Output the full material exactly as it appears here.

START

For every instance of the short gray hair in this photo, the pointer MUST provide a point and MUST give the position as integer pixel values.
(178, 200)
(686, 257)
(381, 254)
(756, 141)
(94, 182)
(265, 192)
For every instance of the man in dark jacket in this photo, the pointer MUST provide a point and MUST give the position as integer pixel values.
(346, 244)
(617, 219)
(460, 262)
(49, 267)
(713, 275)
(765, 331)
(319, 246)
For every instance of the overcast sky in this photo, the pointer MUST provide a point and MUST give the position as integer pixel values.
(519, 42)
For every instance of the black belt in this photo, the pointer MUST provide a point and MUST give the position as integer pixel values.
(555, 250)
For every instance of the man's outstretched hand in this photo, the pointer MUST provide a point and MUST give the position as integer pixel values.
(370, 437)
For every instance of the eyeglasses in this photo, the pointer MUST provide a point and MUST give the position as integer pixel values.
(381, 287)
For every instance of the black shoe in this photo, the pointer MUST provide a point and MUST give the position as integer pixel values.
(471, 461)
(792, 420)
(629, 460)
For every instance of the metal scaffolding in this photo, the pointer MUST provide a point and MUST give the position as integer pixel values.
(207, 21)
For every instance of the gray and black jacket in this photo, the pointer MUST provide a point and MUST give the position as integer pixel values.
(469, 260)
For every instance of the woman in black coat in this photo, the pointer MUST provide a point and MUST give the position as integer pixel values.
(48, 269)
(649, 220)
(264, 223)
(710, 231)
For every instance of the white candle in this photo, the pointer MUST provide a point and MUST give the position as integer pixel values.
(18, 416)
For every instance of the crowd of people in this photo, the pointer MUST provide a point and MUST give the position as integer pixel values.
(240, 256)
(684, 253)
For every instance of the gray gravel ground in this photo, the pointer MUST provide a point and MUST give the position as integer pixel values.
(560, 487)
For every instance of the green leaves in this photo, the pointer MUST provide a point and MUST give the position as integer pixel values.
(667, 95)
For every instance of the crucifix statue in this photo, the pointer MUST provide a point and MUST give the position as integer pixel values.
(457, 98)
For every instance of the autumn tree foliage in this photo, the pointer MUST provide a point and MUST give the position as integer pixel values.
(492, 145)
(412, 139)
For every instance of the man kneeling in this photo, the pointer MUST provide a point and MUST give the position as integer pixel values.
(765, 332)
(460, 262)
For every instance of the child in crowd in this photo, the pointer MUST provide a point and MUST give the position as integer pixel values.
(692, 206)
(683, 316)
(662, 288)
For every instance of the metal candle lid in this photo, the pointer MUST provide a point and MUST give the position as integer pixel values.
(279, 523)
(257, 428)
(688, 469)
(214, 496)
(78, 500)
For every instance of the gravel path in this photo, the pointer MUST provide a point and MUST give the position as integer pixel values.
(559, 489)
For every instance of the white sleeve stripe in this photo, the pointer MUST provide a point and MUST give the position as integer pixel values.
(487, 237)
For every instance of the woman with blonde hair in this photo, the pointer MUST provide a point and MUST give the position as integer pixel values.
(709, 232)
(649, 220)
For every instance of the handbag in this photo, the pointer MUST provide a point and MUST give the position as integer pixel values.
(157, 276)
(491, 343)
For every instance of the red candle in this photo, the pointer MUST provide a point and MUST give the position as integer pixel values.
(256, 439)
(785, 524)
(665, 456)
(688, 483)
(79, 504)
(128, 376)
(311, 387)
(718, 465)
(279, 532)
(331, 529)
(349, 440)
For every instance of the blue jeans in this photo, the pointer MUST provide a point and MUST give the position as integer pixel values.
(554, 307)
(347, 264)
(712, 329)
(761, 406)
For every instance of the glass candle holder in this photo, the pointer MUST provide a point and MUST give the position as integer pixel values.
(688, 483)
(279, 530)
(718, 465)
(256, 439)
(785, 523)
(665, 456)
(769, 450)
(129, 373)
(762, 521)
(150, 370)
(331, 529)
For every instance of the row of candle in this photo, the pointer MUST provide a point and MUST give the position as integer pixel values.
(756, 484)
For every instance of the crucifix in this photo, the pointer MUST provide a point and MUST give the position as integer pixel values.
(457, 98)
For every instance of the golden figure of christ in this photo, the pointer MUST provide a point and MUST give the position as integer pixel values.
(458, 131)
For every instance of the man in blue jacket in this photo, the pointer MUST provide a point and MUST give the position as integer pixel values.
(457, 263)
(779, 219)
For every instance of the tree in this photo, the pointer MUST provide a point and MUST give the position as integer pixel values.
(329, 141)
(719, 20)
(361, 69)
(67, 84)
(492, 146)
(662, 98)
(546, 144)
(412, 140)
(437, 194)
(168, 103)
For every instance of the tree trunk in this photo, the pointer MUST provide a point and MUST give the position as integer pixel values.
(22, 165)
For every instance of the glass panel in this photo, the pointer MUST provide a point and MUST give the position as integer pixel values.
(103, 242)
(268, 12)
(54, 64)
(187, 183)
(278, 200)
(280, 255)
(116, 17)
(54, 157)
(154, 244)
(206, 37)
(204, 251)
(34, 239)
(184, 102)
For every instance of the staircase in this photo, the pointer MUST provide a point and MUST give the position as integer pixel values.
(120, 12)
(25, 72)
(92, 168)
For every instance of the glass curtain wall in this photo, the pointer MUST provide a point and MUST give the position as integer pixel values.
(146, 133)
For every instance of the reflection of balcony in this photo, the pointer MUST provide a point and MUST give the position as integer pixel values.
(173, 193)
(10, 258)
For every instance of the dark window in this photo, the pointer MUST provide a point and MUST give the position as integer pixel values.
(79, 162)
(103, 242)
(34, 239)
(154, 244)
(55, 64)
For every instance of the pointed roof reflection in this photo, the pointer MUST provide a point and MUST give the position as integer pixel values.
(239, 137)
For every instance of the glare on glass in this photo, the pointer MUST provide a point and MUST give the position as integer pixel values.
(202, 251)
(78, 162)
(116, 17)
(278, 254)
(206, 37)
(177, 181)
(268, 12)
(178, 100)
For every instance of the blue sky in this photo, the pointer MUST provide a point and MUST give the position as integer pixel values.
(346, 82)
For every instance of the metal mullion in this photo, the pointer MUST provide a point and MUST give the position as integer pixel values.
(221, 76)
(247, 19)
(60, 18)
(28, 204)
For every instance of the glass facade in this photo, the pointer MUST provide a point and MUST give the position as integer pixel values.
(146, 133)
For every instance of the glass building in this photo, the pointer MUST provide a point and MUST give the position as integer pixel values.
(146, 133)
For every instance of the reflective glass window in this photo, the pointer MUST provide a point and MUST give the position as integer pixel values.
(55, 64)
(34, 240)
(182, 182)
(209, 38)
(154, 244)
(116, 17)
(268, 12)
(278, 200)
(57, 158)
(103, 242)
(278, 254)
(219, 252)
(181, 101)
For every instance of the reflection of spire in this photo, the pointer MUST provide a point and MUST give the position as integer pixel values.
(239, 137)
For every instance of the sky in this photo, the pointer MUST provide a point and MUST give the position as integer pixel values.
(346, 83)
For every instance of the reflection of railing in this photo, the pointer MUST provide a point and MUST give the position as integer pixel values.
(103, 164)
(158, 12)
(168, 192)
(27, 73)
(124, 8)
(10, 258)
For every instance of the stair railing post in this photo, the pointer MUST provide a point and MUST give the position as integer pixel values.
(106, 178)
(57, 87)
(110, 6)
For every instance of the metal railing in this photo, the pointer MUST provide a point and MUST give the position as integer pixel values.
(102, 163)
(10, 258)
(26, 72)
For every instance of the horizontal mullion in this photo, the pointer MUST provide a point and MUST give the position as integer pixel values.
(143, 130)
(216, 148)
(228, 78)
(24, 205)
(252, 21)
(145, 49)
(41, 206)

END

THE RESULT:
For every instance of the short gray hair in this photo, the pointer MUST provide a point and MUST give the position as integer pixel values.
(178, 200)
(686, 257)
(381, 254)
(756, 141)
(94, 182)
(265, 192)
For every instance of the man in dark jacket in this photo, the pointer MUST provide a point and MUST give the position as integer pixel values.
(346, 244)
(617, 219)
(460, 262)
(49, 267)
(713, 275)
(765, 331)
(319, 246)
For every instance of the overcast sky in this photo, the pointer MUST provide a point and MUST give the position as integer pixel values.
(519, 42)
For every instance of the black belt in this photo, the pointer MUST provide a point and MUST give the position as integer pixel values.
(555, 250)
For every instance of the man's outstretched hand in this photo, the pointer MUST provide a point and MUST give the position as integer pixel values.
(370, 437)
For every instance of the eyeglasses in this photo, the pointer MUST provide a point and MUST give the position as integer pixel values.
(381, 287)
For every instance of the black shoe in this photo, the pointer MUST provide a point and MUST give the position as integer pixel values.
(471, 461)
(792, 420)
(629, 460)
For every instance of the metal scaffolding in this photo, the pointer MUST provide a point and MUST give the position as integer pixel values.
(207, 21)
For every instance of the gray and black jacket in this photo, the pointer MUST provide a point and MUST give the position as integer pixel values.
(469, 260)
For every instance of the woman in black coat in this photo, the pointer MUST provide a point and MUST give the position as integer pixel values.
(48, 269)
(649, 220)
(264, 223)
(710, 231)
For every instance of the white candle in this photo, the pointer MUST provide a point and MUST give the position as integer pixel values.
(18, 416)
For every instance of the crowd of people in this photo, the pointer MUST provide a point and MUST give the position as integer pixel values.
(240, 256)
(684, 253)
For every instance of the gray gravel ground in this photo, the pointer MUST provide a point and MUST give the position as integer pixel values.
(560, 487)
For every instance of the green leaves in this photo, the pointer MUST provide a point and MUST give the position as integer pixel values.
(667, 95)
For every instance of the crucifix statue in this photo, the pointer MUST provide a point and MUST give the position as integer pixel values.
(457, 98)
For every instance of the autumn tree foliage in this photo, the pointer MUST provide a point and MUST give the position as integer pixel values.
(492, 145)
(412, 139)
For every instance of the man kneeling in this photo, the pointer MUST provide a point and MUST give the position as integer pixel values.
(765, 332)
(460, 262)
For every instance of the child in crowd in this photo, the pointer MUST provide a point and MUST give the position as integer pixel values.
(692, 206)
(683, 316)
(662, 288)
For every instance of the metal candle lid in this photo, the pointer MUST provide a point and MUST give the position as integer pixel values.
(279, 523)
(257, 428)
(688, 469)
(214, 496)
(78, 500)
For every instance of the gravel path in this photo, the pointer MUST provide a point and MUST give the position as integer pixel values.
(559, 489)
For every instance of the white sleeve stripe in this photo, the pointer MUST provide a point and MUST give the position as integer pixel values.
(487, 237)
For every instance of the woman with blonde hair in this photo, the pointer MUST provide a point and MUST give the position as integer pixel values.
(709, 232)
(649, 220)
For every instance of the handbag in this photo, the pointer MUST provide a point and MUST give the position as integer pixel values.
(157, 276)
(491, 343)
For every instance of the red candle in this photo, the pointer MUST provide a point and MUST give the position as integer pixel values.
(256, 439)
(785, 524)
(665, 456)
(688, 483)
(79, 504)
(128, 376)
(311, 387)
(718, 465)
(279, 532)
(331, 529)
(349, 440)
For every instance of the blue jeans in this photo, the pointer MUST provide a point and MUST give the position as integer pixel values.
(554, 307)
(347, 264)
(712, 329)
(761, 406)
For every instance of the glass candle holder in this photo, the pointer MUST provide a point and MUST give the position as integer pixel values.
(688, 483)
(279, 530)
(718, 465)
(256, 439)
(785, 523)
(665, 456)
(769, 450)
(129, 373)
(762, 521)
(150, 370)
(331, 529)
For every instance of the row of candle in this photo, the pointer MUST provide a point and MUST give the position as integer pixel values.
(756, 484)
For every instance of the crucifix in this photo, the pointer MUST provide a point and MUST give the position as integer pixel values.
(457, 98)
For every instance of the golden figure of christ in this photo, the pointer MUST provide a point and MUST give the position as integer pixel values.
(458, 131)
For every instance of the man in blue jacket in this photo, the pointer MUST provide a point and MUST give the position as integer pixel values.
(457, 263)
(779, 219)
For every instance of the tree in this photo, the pointer MUST provide a point and MUST give the position as integer pixel values.
(329, 141)
(719, 20)
(361, 69)
(67, 84)
(492, 146)
(662, 98)
(546, 144)
(412, 140)
(437, 194)
(168, 103)
For every instance of the tree trunk in this photo, the pointer MUST provide a point and MUST give the position as integer pixel values.
(22, 165)
For every instance of the glass panel in this photo, the pointer MUST provide a point and MUST give the position as integer pixel values.
(103, 242)
(268, 12)
(54, 64)
(187, 183)
(278, 200)
(280, 255)
(116, 17)
(54, 157)
(154, 244)
(206, 37)
(204, 251)
(34, 239)
(184, 102)
For every instance of the staircase in this photo, the pointer MUST provide a point and MUST give the position as integer pixel values.
(120, 12)
(25, 72)
(92, 168)
For every instance of the glass curtain wall in this photo, the pointer MUST provide a point and MUST give the position as integer pixel values.
(146, 133)
For every instance of the reflection of balcony in this photo, the pointer MUST provide a point and MUST give the position as integer pixel values.
(173, 193)
(10, 258)
For every instance of the dark window in this photo, the pointer MUST provide a point and MUST give the position as integer pixel values.
(79, 162)
(103, 242)
(34, 239)
(154, 244)
(55, 64)
For every instance of the pointed roof reflection in this photo, the pointer MUST provide a point and MUST give the position as integer pixel values.
(239, 137)
For every instance of the glare on glass in this photo, the pointer MUST provide a point and MUST give the position as integer pixel values.
(202, 251)
(78, 162)
(116, 17)
(278, 254)
(206, 37)
(177, 181)
(268, 12)
(178, 100)
For every instance of the blue sky in this photo, the pointer MUST provide a point and MUST give the position as integer pixel values.
(346, 82)
For every instance of the metal mullion in this photo, the pointer MUST provide a point and MUST give the position as integer pixel values.
(221, 76)
(247, 19)
(60, 18)
(28, 204)
For every instance of the glass facade in this photo, the pointer MUST provide a point and MUST give the position as integer pixel values.
(146, 133)
For every instance of the glass building in this photo, the pointer MUST provide a point and MUST give the position as integer pixel values.
(146, 133)
For every instance of the reflective glass window in this photo, the pointer MUST provide a point and MUST give the position as integer pixel values.
(55, 64)
(34, 240)
(182, 182)
(209, 38)
(154, 244)
(116, 17)
(268, 12)
(278, 200)
(57, 158)
(103, 242)
(278, 254)
(219, 252)
(181, 101)
For every instance of the reflection of spire in this photo, the pointer MUST provide a point and MUST give the position as integer pixel values.
(239, 137)
For every instance of the sky in this photo, the pointer MUST provide a point and MUST give the position as integer pixel values.
(346, 83)
For every instance of the reflection of railing in this photo, the pointer MUST provide a point and MUST give the position as integer pixel values.
(103, 164)
(158, 12)
(168, 192)
(27, 73)
(124, 8)
(10, 258)
For every instance of the stair railing post in this photo, the pointer MUST provide a point and MUST give the position as integer pixel values.
(106, 178)
(57, 87)
(110, 6)
For every instance of the metal railing in this photo, the pointer MUST provide a point and MUST give the position as integer pixel values.
(102, 163)
(10, 258)
(26, 72)
For every instance of the horizontal mullion in this photo, the pointer MUST provide a point and MUST give the position as integer pixel values.
(143, 130)
(216, 148)
(228, 78)
(24, 205)
(252, 21)
(145, 49)
(41, 206)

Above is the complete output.